### What needs to be done
Give the line with "point | one per instance, a dot on the wooden table" again, along with every line below it to the end of the records, word for word.

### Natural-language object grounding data
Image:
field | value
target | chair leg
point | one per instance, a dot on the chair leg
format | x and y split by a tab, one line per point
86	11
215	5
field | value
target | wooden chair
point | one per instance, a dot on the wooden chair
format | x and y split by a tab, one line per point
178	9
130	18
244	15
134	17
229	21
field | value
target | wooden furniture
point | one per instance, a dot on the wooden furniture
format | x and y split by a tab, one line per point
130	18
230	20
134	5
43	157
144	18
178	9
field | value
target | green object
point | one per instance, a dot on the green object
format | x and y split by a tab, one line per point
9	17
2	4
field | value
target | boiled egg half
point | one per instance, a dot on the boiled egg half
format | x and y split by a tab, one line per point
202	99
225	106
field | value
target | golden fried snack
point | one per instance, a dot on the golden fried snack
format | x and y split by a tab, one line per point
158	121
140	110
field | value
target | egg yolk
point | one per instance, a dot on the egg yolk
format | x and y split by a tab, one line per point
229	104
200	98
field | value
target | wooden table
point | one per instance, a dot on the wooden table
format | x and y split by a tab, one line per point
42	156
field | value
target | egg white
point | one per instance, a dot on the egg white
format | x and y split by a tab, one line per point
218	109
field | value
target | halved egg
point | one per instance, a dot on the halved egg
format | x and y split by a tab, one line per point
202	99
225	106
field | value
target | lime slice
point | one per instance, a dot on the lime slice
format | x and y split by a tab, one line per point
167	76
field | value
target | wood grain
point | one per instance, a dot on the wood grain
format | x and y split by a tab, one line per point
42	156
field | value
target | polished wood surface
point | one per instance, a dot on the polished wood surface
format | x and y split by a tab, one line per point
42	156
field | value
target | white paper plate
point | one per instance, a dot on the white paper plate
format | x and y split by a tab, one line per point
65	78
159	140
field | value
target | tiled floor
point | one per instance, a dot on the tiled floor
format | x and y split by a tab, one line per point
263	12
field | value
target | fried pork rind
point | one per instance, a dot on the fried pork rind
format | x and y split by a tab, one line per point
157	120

### Written response
point | one per instance, a dot on the wooden table
format | x and y split by a tab, one line per point
42	156
field | value
target | egg white
point | one per instance, a dot on the egg white
format | x and y split by a tab, one line per point
218	109
field | value
target | halved egg
point | one per instance, a dot on the halved egg
format | x and y split by a tab, one line per point
202	99
225	106
field | value
target | lime slice
point | one per instance, a dot on the lime slice
format | x and y split by a tab, one line per point
167	76
field | value
target | wood grain
point | one per instance, a dot on the wood grain
format | x and y split by a tab, one line per point
42	156
field | value
target | polished wood surface
point | one per instance, a dot on the polished wood surface
format | x and y split by a tab, one line per point
42	156
field | value
target | white paper plate
point | one per instance, a dot on the white paper plate
format | x and y split by a tab, one line per point
65	78
159	140
field | value
target | tiled floor
point | one per instance, a dot on the tiled floor
format | x and y split by a tab, one line per point
263	12
field | value
target | fried pork rind
point | one per instance, a dot on the fried pork rind
format | x and y split by a tab, one line per point
157	120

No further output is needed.